SELECTION:
***

Ledbury Town
- Full name: Ledbury Town Football Club
- Nickname(s): The Friesians
- Founded: 1893
- Ground: New Street, Ledbury
- League: Herefordshire League Premier Division
- 2023–24: Herefordshire League Premier Division, 4th of 13
| Home colours | Away colours |

= Ledbury Town F.C. =

Ledbury Town Football Club is a football club based in Ledbury, Herefordshire, England. They are currently members of the and play at New Street.

==History==
Ledbury Town joined the West Midlands (Regional) League in 1974. Four years later, despite only finishing fifth, they were promoted to the Premier Division ahead of higher placed teams due to the quality of the facilities at their New Street ground. After finishing second from bottom in 1983, they dropped out of the league and played only local football for the next 8 years.

In 1991 they joined the Midland Combination, initially in Division One, but the following season they finished bottom and dropped into Division Two, where they remained until 1999 when they decided to switch leagues and return to the West Midlands (Regional) League, initially in Division One (South). In 2001, despite having one point deducted due to an irregularity, they finished as champions and were promoted to the Premier Division.

***

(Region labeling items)
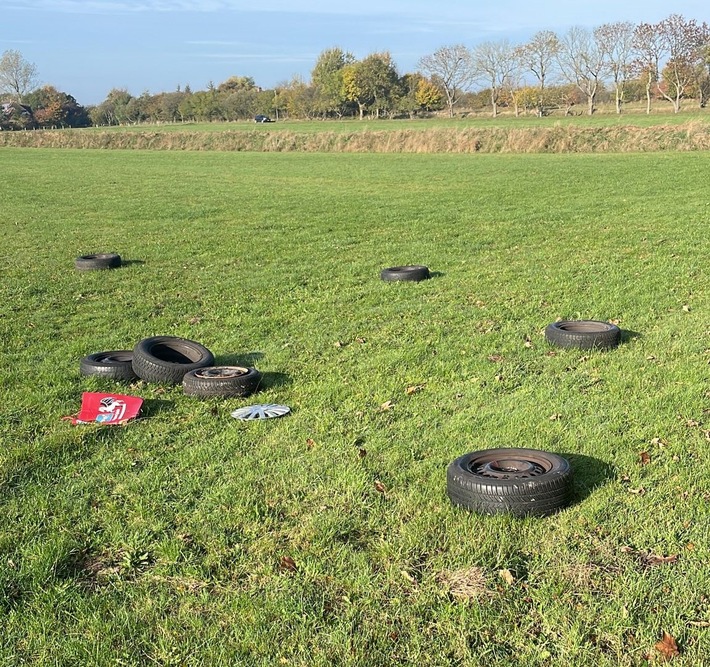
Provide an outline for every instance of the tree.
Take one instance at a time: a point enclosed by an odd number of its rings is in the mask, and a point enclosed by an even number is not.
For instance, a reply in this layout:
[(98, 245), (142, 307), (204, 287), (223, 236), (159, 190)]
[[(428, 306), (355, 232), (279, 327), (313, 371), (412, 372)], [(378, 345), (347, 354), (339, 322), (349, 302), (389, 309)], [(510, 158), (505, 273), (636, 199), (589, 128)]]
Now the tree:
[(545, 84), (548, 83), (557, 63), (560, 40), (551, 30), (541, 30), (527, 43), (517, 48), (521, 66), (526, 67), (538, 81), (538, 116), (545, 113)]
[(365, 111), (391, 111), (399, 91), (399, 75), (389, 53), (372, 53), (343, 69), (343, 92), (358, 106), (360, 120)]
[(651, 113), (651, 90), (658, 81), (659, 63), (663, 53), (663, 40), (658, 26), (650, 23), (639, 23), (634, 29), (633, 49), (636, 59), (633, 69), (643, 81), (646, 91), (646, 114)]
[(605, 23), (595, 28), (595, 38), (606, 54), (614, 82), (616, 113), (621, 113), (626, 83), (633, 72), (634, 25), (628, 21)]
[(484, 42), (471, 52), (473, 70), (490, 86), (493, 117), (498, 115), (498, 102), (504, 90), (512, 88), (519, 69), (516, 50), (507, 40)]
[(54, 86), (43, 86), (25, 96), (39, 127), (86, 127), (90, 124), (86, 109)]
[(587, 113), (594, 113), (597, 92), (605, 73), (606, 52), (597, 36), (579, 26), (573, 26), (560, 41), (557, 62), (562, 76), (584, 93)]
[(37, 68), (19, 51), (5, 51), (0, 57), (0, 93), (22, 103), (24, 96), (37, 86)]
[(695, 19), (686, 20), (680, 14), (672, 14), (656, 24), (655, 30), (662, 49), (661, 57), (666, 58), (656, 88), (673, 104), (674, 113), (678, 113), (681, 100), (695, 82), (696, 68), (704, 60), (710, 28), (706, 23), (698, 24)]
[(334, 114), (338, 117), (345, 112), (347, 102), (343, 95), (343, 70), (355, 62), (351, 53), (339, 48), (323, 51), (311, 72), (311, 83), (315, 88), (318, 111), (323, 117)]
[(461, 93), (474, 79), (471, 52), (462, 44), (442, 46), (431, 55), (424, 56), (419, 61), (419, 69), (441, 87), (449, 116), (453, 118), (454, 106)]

***

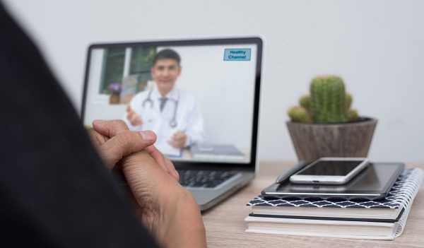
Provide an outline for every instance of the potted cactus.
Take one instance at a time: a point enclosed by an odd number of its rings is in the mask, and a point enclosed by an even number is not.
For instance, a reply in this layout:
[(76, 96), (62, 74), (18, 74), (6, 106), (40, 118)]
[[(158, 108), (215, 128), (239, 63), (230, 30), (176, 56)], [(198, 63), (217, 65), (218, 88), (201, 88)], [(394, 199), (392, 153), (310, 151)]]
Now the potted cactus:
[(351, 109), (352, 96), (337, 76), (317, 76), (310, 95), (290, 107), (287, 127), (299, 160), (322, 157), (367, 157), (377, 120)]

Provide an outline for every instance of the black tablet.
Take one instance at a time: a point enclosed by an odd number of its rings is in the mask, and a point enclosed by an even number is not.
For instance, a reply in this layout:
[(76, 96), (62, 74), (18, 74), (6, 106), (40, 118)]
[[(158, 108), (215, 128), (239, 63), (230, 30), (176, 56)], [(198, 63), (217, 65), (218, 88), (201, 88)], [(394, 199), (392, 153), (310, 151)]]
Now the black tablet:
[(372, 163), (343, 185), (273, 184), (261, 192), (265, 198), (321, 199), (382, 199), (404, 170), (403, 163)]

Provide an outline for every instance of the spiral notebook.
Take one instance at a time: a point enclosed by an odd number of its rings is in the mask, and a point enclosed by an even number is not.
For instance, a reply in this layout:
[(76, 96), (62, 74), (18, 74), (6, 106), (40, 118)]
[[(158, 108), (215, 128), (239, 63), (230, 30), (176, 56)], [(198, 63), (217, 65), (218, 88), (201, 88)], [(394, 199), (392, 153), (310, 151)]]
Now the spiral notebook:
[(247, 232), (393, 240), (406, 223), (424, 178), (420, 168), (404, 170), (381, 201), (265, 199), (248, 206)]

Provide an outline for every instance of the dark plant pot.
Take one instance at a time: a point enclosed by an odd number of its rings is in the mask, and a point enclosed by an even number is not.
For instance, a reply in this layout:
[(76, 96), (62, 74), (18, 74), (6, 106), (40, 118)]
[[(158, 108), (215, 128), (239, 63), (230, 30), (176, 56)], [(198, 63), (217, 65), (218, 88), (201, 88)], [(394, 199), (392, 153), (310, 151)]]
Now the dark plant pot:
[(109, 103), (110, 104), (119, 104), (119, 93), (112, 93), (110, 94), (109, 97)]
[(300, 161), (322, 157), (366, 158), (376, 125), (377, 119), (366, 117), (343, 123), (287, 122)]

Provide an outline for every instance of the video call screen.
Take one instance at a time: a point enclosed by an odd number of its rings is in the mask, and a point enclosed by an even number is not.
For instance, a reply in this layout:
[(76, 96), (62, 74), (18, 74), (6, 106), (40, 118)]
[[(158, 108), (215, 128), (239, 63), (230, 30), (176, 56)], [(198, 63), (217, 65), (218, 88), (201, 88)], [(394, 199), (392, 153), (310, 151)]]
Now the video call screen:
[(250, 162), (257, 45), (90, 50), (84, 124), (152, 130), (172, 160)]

***

WHAT YOU WILL DO:
1 - Print the part of the Ledbury Town article that begins at the words "In 1991 they" and stops after the words "the Premier Division.".
2 - Give what follows in the Ledbury Town article, picking up after its last sentence.

THE RESPONSES:
1 -
In 1991 they joined the Midland Combination, initially in Division One, but the following season they finished bottom and dropped into Division Two, where they remained until 1999 when they decided to switch leagues and return to the West Midlands (Regional) League, initially in Division One (South). In 2001, despite having one point deducted due to an irregularity, they finished as champions and were promoted to the Premier Division.

2 -
A high point in the club's history came in November 2003 when they played Manchester United in a benefit game for a local family who had lost several relatives in a motorway crash. A strong United side ran out 4–2 victors at New Street.

The club pulled out of the West Midlands (Regional) League in late 2014 and closed down completely in January 2015. However, they reformed in summer 2015, and now play in the Herefordshire Football League.

==Ground==
New Street boasts two stands, including a dedicated away seating area, as well as a club house. It backs onto the town's cemetery.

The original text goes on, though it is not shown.